» **Text excerpt**:
November 25, 2019: Life after indictment

Readers of the Jerusalem Post have their say.

Letters (photo credit: REUTERS)
Letters
(photo credit: REUTERS)
Life after indictment
Regarding “Netanyahu charged with bribery, fraud, breach of trust” (November 22), while a proud citizen of America and Memphis, Tennessee, I am also a proud Jew and ardent Zionist with a deep love and respect for our homeland, Israel, and offer the following suggestion to the members of Knesset and the leadership of Israel.
Prime Minister Benjamin Netanyahu has served Israel and the Jewish people worldwide with great distinction, passion, wisdom, tenacity and an unbridled love. His economic, diplomatic and other accomplishments are too numerous to list; our standing in the international community – even with our Arab neighbors – has never been better. For this, there should be sincere gratitude shown to him by all of us.
However, it is now time for all political parties and their leadership, along with Netanyahu, to reach a compromise for the good of the State of Israel and Jews worldwide that shows democracy works.
I offer the following suggestion that I hope and pray will be enacted. The prime minister needs to step down in return for the Knesset voting for immunity for him. Blue and White, Likud, Yisrael Beytenu and others should then immediately form a unity government.
The winners in the above are the State of Israel and Jews worldwide!
ANDY GROVEMAN
Past chair, United Israel Appeal
This week the media and Israel’s judicial system has put Prime Minister Binyamin Netanyahu on trial for wanting to remain as arguably Israel’s best prime minister. I’m certain that he’ll be found guilty – not that I think he is. If Israel had the jury system, his acquittal would be a foregone conclusion, but he has ruffled too many legal feathers to expect anything other than a jail sentence or a plea bargain to leave politics.

» **Source data**:
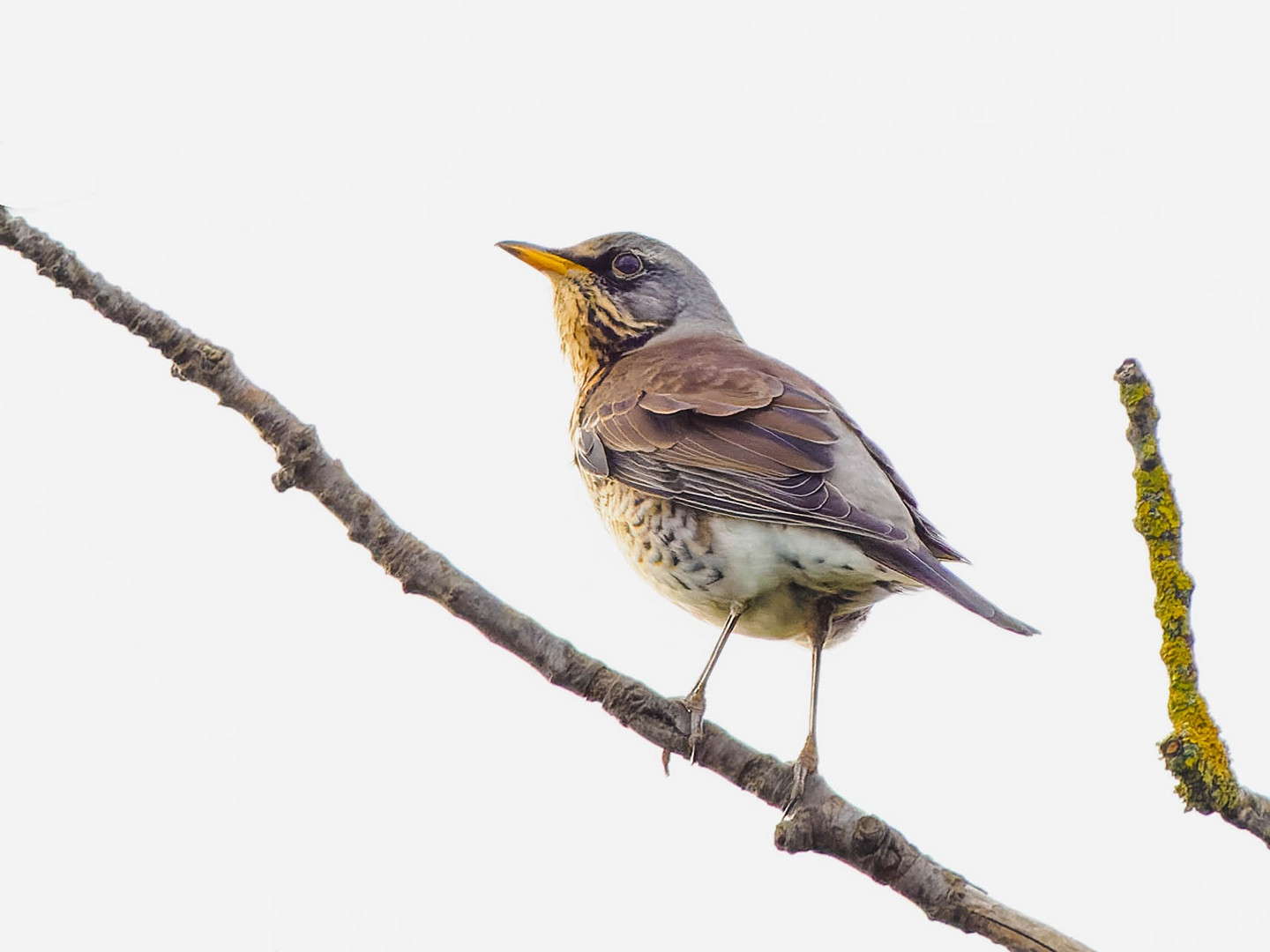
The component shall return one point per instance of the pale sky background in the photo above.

» **Written problem**:
Please reproduce the passage of the letters page starting at "ANDY GROVEMAN" and ending at "to leave politics.", copying it word for word.

» **Response for this exercise**:
ANDY GROVEMAN
Past chair, United Israel Appeal
This week the media and Israel’s judicial system has put Prime Minister Binyamin Netanyahu on trial for wanting to remain as arguably Israel’s best prime minister. I’m certain that he’ll be found guilty – not that I think he is. If Israel had the jury system, his acquittal would be a foregone conclusion, but he has ruffled too many legal feathers to expect anything other than a jail sentence or a plea bargain to leave politics.